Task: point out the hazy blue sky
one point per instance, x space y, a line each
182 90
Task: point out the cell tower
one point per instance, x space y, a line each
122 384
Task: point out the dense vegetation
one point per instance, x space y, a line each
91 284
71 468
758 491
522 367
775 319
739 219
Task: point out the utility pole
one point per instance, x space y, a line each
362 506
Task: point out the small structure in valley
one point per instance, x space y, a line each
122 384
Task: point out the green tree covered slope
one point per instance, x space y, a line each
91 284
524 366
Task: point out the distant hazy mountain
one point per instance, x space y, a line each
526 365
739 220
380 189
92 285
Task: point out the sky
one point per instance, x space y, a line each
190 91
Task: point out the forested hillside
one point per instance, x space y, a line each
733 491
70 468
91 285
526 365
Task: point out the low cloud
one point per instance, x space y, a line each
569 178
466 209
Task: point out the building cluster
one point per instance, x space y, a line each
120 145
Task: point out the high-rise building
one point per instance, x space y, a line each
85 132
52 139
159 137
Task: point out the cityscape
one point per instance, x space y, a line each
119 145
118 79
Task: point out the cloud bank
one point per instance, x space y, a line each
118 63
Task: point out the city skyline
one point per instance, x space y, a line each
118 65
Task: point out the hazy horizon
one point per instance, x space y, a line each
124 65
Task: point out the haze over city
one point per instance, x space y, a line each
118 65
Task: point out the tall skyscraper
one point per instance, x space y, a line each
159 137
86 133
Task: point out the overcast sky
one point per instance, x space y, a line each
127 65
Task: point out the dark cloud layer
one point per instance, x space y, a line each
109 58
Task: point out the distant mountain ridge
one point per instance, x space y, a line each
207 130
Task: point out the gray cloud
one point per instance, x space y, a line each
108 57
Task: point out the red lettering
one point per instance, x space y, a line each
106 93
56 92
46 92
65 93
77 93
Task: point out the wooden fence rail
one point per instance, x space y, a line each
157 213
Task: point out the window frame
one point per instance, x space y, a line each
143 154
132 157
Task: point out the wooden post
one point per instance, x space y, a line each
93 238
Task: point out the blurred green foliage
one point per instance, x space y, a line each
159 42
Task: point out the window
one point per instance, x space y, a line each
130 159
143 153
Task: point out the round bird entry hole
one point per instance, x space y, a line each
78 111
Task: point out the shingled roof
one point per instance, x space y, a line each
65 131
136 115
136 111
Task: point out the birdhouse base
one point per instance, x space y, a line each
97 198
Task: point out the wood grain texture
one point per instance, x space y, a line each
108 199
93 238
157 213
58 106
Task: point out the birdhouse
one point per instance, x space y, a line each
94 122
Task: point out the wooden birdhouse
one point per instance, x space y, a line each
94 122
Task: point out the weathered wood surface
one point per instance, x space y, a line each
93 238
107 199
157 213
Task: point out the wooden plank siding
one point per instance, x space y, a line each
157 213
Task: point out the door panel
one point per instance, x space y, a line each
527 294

----------

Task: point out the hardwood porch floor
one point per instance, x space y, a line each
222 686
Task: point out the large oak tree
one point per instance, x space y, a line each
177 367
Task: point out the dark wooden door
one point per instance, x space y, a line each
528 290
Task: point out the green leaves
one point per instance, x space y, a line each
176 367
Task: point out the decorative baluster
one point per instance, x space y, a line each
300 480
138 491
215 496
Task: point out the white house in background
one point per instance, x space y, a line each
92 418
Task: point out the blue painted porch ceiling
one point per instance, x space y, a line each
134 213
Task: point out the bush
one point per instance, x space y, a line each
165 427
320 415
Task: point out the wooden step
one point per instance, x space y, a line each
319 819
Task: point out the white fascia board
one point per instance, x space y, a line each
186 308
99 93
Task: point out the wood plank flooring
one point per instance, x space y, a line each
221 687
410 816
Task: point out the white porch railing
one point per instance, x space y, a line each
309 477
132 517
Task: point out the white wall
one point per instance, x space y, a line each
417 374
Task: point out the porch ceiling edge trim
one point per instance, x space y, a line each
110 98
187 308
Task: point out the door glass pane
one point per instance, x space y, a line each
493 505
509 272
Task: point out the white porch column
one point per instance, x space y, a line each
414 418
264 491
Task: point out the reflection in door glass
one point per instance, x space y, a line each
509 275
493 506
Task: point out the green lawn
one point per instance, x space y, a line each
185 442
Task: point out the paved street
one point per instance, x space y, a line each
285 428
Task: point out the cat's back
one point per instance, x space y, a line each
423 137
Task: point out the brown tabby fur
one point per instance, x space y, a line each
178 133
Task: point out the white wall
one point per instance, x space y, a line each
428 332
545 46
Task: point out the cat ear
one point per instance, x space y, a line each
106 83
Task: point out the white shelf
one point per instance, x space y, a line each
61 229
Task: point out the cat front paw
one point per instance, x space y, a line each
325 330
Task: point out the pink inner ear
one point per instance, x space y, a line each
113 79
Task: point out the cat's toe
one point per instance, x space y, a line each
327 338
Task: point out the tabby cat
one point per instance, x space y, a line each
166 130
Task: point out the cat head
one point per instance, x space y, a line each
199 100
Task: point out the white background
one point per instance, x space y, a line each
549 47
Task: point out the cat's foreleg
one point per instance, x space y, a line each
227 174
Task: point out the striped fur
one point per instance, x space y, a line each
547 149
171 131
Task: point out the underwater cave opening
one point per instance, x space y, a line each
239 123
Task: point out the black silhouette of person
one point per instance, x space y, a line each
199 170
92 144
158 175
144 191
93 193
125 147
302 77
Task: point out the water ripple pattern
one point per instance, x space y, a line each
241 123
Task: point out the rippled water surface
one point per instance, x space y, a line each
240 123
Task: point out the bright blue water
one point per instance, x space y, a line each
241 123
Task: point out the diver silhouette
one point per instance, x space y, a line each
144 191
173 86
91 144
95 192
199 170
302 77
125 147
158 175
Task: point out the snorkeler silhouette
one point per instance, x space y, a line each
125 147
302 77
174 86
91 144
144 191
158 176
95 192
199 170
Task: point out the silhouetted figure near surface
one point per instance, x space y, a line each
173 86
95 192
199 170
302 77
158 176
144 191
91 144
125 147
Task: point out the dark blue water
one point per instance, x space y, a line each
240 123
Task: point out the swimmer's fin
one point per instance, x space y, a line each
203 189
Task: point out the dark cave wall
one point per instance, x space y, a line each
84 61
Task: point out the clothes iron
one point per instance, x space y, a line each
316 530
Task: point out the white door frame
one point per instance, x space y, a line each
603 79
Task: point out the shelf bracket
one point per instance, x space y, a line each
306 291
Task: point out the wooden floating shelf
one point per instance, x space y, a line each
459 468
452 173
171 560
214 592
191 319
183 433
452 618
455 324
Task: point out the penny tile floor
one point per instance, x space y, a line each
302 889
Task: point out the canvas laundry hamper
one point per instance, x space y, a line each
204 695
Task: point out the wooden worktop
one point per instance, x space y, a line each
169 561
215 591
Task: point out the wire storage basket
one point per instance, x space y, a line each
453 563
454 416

----------

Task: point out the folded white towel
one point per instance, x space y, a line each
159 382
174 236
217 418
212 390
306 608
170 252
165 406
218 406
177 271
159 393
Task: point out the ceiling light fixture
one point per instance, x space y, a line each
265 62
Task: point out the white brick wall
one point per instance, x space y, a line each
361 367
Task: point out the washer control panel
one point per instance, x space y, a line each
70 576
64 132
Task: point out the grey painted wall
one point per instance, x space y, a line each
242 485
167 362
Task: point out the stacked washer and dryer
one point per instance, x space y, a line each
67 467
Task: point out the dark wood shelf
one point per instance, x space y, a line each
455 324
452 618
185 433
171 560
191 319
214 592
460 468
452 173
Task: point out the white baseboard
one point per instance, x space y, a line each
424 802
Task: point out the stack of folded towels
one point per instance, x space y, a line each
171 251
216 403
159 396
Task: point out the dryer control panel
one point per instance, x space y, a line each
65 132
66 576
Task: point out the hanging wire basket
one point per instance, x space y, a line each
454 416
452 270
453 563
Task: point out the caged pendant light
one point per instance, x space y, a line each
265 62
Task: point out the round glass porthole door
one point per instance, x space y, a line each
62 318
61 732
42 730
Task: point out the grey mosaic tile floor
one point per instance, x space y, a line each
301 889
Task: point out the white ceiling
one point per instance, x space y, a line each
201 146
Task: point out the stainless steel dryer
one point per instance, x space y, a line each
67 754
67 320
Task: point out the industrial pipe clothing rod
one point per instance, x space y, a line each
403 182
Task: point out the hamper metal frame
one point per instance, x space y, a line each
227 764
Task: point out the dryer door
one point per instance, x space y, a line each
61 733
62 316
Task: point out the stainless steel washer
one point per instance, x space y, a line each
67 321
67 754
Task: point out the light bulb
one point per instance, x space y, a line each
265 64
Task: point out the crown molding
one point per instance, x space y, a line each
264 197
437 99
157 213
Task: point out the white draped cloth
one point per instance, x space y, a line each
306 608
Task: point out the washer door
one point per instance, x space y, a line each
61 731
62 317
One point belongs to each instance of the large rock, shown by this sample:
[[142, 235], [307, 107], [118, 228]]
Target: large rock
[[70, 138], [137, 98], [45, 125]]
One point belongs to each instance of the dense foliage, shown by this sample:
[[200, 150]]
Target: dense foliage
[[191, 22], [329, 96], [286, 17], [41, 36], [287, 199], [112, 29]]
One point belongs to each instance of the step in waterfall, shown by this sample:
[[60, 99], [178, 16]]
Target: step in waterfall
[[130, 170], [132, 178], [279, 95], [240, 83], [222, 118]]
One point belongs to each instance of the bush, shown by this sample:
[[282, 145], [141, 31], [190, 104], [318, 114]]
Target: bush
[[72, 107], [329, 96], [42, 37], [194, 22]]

----------

Stated exercise: Find each line in the records above that contains the string "hamper", treating uppercase and lowercase as different, and copy those lines.

Response for this exercise:
Task: point out the canvas laundry hamper
Task: point out the hamper metal frame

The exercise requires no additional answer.